====== Exercise input

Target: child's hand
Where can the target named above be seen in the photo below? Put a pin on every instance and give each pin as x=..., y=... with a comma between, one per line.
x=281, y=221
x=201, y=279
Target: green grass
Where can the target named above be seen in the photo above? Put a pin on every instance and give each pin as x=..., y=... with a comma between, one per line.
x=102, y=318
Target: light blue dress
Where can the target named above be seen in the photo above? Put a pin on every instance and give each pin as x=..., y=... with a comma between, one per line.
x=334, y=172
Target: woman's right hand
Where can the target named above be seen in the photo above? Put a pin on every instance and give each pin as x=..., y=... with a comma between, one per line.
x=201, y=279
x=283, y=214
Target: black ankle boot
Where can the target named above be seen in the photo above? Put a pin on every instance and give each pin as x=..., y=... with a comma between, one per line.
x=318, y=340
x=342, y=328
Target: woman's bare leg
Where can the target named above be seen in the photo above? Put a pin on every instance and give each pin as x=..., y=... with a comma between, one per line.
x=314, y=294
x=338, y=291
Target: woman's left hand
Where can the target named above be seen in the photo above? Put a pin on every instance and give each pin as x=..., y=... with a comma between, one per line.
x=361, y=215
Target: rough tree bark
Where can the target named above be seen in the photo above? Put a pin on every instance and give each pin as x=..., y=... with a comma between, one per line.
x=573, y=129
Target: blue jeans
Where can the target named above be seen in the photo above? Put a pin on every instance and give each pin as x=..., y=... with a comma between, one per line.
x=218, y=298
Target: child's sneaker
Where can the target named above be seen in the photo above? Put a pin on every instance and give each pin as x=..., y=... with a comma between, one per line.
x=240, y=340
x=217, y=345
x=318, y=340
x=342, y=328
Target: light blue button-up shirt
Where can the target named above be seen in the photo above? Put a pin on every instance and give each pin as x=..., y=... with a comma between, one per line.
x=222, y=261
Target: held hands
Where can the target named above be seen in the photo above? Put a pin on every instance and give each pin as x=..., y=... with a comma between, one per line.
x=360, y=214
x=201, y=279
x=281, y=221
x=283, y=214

============

-- Objective --
Extract every record. Keep wording exact.

-- Finished exercise --
Target: child's hand
Where can the target named above be seen in the photo below? Put a pin on every instance and give each pin as x=..., y=... with a comma between, one per line.
x=281, y=221
x=201, y=279
Target: green grass
Where can the target named above be seen in the photo above? Put a pin on every instance and give each pin as x=..., y=... with a comma between, one per line.
x=102, y=318
Target: light blue dress
Where can the target named above be seen in the photo above? Put a pin on every instance and give each pin as x=..., y=... with a comma between, one per line.
x=334, y=172
Target: woman's right hand
Where can the target named above be seen in the photo above? Put a pin on every instance and give each pin as x=..., y=... with a comma between, one per line.
x=201, y=279
x=283, y=214
Target: black ankle boot
Where can the target named above be seen in the photo above? Put a pin on every instance and give each pin as x=..., y=... with a comma between, one per line.
x=318, y=340
x=342, y=328
Target: woman's bare leg
Where can the target named above be seen in the photo above? Put a pin on every instance and give each pin as x=..., y=... with a comma between, one per line.
x=314, y=294
x=338, y=291
Target: woman's left hand
Where can the target named above be seen in the photo above? Put a pin on every instance and give each pin as x=..., y=... with a comma between, one per line.
x=361, y=215
Target: rough tree bark
Where can the target named above be seen in the photo above? Put a pin on every instance and give each pin as x=..., y=... with a comma between, one per line.
x=573, y=129
Target: blue jeans
Where can the target named above be seen in the photo above? Put a pin on every instance and give each pin as x=..., y=... with a comma between, one per line.
x=218, y=298
Target: child's sneaker
Where can the target named above be seen in the photo above? Put a pin on every instance and give each pin as x=..., y=... with a comma between, one per line.
x=240, y=340
x=217, y=345
x=318, y=340
x=342, y=328
Target: light blue button-up shirt
Where can the target named above be seen in the photo above? Put a pin on every instance and give each pin as x=..., y=... with a comma between, one per line.
x=222, y=261
Target: held hands
Where can the target named above be seen in the photo above? Put a pin on every instance and give each pin as x=..., y=... with a comma between, one per line.
x=360, y=214
x=201, y=279
x=281, y=221
x=283, y=214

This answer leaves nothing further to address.